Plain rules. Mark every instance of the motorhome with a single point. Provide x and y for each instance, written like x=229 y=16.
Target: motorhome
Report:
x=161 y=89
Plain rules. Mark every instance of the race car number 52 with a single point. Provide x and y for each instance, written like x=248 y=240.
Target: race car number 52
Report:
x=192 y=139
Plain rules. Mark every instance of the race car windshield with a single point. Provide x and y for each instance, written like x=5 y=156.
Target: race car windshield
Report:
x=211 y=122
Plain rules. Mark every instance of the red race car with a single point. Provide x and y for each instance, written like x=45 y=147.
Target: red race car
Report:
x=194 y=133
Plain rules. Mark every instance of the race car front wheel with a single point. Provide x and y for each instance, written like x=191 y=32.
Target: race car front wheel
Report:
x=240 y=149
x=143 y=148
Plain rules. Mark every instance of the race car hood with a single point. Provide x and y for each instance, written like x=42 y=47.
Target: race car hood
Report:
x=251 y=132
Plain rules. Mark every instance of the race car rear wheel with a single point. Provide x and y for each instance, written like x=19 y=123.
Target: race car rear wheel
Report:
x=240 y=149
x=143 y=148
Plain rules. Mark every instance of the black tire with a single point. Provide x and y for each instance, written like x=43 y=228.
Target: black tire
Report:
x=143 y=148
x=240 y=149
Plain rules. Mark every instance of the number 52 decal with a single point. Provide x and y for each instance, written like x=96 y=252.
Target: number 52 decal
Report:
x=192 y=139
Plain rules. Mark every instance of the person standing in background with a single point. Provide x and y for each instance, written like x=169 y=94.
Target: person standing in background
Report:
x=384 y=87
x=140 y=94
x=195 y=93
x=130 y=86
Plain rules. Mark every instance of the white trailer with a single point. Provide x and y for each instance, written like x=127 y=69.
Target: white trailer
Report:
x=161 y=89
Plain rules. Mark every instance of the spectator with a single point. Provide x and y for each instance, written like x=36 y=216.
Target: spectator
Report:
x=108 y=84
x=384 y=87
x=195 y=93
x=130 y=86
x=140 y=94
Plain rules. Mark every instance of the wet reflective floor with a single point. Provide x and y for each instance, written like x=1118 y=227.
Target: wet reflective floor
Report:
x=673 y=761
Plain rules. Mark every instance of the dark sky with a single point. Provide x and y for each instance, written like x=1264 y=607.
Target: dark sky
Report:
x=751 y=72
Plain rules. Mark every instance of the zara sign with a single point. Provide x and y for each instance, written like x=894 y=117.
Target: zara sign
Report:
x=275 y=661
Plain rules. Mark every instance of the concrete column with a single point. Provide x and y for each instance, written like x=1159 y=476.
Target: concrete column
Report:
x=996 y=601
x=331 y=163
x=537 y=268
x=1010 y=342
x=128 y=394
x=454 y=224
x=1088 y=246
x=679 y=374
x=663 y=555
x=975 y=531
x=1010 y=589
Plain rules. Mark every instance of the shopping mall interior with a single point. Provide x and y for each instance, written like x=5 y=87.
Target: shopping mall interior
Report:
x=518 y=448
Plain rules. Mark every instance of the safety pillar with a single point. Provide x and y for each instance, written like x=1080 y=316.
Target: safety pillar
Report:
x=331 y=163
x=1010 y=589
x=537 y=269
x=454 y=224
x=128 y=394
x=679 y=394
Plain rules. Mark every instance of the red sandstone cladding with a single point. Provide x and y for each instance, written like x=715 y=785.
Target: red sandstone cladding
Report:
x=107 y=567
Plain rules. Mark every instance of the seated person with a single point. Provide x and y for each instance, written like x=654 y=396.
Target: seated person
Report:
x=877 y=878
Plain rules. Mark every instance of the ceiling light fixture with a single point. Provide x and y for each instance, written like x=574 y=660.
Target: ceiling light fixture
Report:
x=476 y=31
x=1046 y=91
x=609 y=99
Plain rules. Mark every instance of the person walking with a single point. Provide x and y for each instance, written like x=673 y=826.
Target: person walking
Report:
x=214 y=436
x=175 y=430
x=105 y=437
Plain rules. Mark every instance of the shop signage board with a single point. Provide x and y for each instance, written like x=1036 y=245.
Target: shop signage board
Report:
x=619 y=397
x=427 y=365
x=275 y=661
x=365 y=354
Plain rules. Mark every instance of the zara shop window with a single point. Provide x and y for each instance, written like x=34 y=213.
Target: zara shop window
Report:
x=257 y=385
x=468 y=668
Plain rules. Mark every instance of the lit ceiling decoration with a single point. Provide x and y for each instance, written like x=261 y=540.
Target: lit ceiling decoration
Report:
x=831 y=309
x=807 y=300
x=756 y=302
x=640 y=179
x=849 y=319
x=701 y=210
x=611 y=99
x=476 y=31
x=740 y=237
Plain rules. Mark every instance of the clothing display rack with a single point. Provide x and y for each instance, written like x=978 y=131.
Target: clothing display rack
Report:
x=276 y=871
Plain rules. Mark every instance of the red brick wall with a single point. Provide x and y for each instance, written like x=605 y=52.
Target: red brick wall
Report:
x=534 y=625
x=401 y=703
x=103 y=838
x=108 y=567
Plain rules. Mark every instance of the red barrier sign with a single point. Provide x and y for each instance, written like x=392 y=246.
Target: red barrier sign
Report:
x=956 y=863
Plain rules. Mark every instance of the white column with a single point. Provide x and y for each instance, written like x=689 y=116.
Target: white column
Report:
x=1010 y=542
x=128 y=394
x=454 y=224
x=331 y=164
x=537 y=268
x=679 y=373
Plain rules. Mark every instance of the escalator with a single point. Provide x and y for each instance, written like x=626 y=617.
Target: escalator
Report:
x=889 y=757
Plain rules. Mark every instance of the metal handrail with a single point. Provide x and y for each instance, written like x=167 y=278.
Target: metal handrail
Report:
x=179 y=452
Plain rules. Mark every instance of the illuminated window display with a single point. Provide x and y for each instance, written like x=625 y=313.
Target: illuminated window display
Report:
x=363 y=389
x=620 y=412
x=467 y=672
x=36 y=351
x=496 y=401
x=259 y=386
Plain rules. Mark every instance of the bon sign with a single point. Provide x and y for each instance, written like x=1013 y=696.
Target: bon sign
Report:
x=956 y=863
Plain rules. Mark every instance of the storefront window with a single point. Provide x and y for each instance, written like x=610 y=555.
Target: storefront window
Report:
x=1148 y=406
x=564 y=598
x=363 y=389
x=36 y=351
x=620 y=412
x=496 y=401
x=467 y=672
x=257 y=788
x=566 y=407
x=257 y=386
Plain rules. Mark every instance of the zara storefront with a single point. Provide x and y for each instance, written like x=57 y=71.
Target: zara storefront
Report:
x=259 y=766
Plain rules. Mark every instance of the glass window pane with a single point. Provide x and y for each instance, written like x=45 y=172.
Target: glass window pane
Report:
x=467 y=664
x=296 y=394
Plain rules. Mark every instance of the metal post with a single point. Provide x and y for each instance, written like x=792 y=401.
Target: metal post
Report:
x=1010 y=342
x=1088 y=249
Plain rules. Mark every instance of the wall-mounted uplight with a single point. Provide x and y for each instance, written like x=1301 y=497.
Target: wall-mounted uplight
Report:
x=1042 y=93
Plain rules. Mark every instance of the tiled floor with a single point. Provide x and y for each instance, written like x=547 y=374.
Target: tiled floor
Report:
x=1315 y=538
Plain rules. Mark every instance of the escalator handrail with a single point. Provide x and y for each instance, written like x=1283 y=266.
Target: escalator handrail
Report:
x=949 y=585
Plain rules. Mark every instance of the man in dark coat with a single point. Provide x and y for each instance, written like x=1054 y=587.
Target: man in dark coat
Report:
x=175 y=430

課題: 素材のうち「Plain rules. Mark every instance of the race car windshield」を含む行から「x=194 y=133」を含む行までを、「red」を「blue」に置き換えて書き直すこと。それ以外の部分は変えない。

正しい出力:
Plain rules. Mark every instance of the race car windshield with a single point. Provide x and y for each instance, written like x=5 y=156.
Target: race car windshield
Report:
x=211 y=122
Plain rules. Mark every instance of the blue race car with a single point. Provide x and y for each instance, written like x=45 y=147.
Target: blue race car
Report:
x=194 y=133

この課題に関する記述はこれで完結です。